**EXCERPTED PASSAGE**
⟨
Johann Sebastian BACH (1685-1750)   
Violin Concerto in A minor, BWV1041 (c.1730) [14:22]
Violin Concerto in E major, BWV1042 (before 1730) [18:10]
Concerto for 2 violins in D minor, BWV1043 (1730-31) [16:01]
Concerto for oboe and violin in C minor, after BWV1060 (before 1736) [14:49]
Violin Concerto in F minor, after BWV1056 (n.d.) [10:13]
Violin Concerto in D minor, after BWV1052 (n.d.) [23:06]
Antonio VIVALDI (1678-1741)   
The Four Seasons, op. 8/1-4 (1725) [42:03]
Margaret Batjer (violin 2), Douglas Boyd (oboe), Chamber Orchestra of Europe/Salvatore Accardo (violin); I Solisti di Napoli/Salvatore Accardo (violin)
⟩
**PROVIDED DATA**
⟨
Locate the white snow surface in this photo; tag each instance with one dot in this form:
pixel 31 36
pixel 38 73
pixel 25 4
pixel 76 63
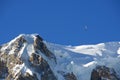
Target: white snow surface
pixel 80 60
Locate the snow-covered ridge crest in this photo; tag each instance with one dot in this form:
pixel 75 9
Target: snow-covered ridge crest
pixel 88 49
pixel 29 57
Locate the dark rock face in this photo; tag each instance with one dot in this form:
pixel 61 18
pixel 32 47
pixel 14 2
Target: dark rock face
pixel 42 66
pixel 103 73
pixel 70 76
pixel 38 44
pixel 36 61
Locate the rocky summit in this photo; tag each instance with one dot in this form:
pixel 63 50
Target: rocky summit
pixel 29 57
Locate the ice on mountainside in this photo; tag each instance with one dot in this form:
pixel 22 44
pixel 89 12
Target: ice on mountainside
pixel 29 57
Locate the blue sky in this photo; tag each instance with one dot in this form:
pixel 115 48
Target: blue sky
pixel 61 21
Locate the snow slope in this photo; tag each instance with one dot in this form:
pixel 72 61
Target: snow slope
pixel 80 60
⟩
⟨
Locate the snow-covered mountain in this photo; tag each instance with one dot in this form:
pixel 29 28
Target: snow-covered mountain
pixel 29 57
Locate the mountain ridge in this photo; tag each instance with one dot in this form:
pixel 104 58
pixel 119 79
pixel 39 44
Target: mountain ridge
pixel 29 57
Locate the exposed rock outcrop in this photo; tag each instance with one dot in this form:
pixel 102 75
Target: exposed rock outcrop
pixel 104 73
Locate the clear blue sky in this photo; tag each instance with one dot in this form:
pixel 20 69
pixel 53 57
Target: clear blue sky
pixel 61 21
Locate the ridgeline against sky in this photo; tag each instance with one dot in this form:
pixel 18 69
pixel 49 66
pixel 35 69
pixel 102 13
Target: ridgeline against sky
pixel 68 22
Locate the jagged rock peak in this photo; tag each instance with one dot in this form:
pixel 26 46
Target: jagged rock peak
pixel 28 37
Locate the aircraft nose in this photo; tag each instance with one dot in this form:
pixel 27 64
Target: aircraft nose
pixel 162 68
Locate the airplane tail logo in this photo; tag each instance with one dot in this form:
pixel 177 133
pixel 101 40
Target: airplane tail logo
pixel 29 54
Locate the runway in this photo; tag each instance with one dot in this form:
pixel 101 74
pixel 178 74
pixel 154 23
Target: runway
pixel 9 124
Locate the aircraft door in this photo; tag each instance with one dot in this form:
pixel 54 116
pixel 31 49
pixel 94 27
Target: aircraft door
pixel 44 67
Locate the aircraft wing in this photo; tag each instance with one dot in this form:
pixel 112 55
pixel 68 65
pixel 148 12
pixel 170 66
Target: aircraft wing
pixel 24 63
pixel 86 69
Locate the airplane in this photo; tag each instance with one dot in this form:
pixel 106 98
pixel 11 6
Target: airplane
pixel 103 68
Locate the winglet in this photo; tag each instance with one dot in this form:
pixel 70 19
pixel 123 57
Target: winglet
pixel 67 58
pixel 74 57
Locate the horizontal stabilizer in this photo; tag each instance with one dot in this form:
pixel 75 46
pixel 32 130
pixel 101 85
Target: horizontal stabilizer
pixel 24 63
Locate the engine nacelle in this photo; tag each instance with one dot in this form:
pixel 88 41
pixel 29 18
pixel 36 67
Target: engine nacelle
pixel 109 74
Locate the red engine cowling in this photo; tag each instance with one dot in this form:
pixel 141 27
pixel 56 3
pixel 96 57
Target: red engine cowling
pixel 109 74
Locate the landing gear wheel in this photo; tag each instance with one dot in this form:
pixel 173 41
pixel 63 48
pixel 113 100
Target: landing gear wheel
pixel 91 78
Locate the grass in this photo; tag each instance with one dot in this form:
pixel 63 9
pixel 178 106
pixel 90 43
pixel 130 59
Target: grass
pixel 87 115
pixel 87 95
⟩
**WHAT YOU NEED TO DO**
A: Give every BWV number that appears in the concerto listing.
B: Extend the concerto listing past its final line.

**RESPONSES BY TASK**
A: BWV1041, BWV1042, BWV1043, BWV1060, BWV1056, BWV1052

B:
rec. London, July 1985; live, Cremona Festival, Naples, September 1987
ELOQUENCE 4825091 [74:09 + 65:40]

I'll begin with my conclusion: violinist Salvatore Accardo is a class act who enriched my understanding of these works. At the low/medium price of these 2 CDs I couldn't find a violin director of modern instruments of comparable quality, so I compared period instrument accounts. In the opening movement of the Violin Concerto in A minor the Chamber Orchestra of Europe’s introduction sets a suitably sprightly pace and quite spiky manner. Accardo enters with more grace yet balanced with fluency. I compared the 1996 recording in which soloist Andrew Manze directs The Academy of Ancient Music (Harmonia Mundi HMA 1957155). They are a touch spikier and the soloist maintains the same manner as in the orchestral introduction. The Andante slow movement spotlights Accardo’s expressiveness in its cantilena: he shows fine command of its flowing line and high notes softly realized with great sensitivity. Manze is eloquently reflective but Accardo has a more magical measure of the music's line. The finale is boisterous but Accardo still emphasises the shape of the line, preferring clarity over excitement. Manze is truer to Allegro assai with quicksilver display.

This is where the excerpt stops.